Supplied records -
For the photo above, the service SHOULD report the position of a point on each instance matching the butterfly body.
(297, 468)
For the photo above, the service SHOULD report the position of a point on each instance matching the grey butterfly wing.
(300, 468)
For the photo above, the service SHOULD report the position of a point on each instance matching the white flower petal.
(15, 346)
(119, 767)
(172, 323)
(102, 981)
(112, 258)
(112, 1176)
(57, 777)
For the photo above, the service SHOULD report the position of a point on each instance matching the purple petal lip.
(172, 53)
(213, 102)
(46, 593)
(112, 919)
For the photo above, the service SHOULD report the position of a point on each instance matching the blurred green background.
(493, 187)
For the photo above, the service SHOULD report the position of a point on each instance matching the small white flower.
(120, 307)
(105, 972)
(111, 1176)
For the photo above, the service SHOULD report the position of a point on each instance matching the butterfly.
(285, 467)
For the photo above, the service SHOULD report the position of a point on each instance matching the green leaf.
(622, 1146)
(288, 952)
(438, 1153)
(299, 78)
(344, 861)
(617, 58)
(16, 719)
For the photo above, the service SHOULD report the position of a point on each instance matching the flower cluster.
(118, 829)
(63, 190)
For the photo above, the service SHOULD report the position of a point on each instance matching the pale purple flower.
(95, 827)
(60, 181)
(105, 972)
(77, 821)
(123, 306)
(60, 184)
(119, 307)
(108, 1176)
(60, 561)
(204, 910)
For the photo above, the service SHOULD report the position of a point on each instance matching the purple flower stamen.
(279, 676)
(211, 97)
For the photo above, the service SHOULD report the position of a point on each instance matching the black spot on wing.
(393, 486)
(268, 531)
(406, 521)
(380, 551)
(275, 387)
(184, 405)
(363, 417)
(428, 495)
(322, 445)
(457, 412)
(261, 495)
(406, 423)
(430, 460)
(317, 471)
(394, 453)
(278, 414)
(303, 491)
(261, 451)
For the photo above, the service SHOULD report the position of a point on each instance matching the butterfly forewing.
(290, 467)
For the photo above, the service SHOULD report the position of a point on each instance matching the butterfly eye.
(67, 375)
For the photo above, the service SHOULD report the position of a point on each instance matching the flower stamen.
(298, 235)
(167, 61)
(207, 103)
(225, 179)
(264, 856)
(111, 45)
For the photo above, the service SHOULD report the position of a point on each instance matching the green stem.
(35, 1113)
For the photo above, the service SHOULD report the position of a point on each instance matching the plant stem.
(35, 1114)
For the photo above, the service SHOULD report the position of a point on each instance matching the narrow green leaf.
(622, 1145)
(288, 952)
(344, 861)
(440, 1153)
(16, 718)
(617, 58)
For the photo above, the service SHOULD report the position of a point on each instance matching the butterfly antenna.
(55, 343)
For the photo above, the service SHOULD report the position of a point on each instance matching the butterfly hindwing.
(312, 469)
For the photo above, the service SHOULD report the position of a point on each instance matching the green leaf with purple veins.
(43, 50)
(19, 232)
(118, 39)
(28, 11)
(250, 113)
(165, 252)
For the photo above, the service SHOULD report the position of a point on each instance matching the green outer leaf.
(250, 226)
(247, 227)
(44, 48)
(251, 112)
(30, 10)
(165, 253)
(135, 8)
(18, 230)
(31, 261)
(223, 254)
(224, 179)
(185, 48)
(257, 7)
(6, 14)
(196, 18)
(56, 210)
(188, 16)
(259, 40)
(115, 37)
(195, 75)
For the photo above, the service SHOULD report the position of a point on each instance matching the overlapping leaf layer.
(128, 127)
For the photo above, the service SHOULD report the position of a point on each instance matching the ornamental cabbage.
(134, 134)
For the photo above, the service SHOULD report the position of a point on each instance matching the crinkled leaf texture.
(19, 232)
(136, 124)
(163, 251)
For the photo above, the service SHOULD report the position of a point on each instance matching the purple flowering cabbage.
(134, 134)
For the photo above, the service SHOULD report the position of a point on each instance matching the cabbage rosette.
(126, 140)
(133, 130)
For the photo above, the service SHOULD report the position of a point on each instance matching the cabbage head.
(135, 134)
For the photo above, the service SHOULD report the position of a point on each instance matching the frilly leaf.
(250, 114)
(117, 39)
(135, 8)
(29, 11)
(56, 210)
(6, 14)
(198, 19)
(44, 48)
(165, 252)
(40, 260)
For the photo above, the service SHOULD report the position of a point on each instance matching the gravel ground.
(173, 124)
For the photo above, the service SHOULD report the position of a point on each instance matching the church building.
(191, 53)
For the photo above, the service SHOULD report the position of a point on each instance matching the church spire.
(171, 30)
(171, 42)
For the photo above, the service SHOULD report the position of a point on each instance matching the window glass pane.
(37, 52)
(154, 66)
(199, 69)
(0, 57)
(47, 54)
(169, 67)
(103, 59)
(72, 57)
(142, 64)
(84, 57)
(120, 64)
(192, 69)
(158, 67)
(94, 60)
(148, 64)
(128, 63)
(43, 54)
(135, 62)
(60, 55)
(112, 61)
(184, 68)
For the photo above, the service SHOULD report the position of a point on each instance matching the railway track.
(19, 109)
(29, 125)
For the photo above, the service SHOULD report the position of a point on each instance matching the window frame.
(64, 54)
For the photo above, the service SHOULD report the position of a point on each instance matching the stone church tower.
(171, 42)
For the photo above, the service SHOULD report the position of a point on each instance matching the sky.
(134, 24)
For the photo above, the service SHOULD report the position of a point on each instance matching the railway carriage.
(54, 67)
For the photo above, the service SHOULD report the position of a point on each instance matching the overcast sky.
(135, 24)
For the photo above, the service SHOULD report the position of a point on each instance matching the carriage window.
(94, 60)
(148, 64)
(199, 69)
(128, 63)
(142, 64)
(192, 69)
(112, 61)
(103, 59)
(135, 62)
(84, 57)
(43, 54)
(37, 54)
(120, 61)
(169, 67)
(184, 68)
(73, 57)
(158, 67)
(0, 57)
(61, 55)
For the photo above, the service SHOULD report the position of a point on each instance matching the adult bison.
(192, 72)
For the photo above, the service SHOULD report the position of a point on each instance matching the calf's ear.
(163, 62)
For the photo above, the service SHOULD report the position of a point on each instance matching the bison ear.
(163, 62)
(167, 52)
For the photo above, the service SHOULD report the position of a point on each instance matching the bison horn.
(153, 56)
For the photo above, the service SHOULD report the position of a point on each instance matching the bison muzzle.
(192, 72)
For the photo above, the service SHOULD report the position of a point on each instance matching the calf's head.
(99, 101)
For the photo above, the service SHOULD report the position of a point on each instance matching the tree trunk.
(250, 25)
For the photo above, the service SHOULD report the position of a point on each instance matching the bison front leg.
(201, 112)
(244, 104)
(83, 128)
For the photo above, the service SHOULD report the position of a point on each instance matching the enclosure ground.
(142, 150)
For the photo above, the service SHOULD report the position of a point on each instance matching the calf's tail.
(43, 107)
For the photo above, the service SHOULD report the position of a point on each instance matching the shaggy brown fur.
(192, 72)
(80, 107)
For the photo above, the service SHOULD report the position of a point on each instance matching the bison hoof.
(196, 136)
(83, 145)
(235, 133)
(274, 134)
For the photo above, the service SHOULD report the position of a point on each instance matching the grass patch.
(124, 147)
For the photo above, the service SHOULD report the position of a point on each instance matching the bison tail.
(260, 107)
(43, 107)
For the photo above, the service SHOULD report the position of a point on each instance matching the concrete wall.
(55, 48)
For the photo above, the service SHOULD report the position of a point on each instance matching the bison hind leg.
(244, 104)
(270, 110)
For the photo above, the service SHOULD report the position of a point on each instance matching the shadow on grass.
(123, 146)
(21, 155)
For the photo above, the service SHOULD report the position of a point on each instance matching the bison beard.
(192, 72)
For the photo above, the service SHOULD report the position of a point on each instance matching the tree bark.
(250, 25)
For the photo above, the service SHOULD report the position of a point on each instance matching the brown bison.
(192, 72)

Requirements -
Reproduce, word for word, the stretch of the entries above from the line containing "the calf's tail." through the final entry, with both the first line and the last line included.

Right answer -
For the photo above, the service SHOULD report the position of a point on each instance matching the calf's tail.
(43, 107)
For the photo above, the service SHOULD report the position of a point on each instance matching the shaggy brown fur.
(192, 72)
(80, 107)
For the photo above, the service SHOULD report the position of a point on each instance matching the bison hoof.
(196, 136)
(83, 145)
(235, 133)
(274, 134)
For the photo above, the service SHOULD report the position of a point on each instance matching the grass patch.
(124, 147)
For the photo above, the service SHOULD report the position of a point on each instance matching the bison tail.
(260, 107)
(43, 107)
For the photo above, the service SHOULD report the position of a point on each instance matching the concrete wall.
(55, 48)
For the photo above, the service SHOULD report the position of a point on each instance matching the bison hind leg.
(244, 104)
(270, 110)
For the photo above, the service SHOULD report the position of a point on each instance matching the shadow on grass.
(123, 146)
(21, 155)
For the photo above, the service SHOULD report the position of a point on each instance matching the bison beard.
(192, 72)
For the photo above, the service SHOULD report the position of a point on each instance matching the tree bark.
(250, 25)
For the photo above, the service SHOULD report the position of a point on each instance matching the brown bison.
(192, 72)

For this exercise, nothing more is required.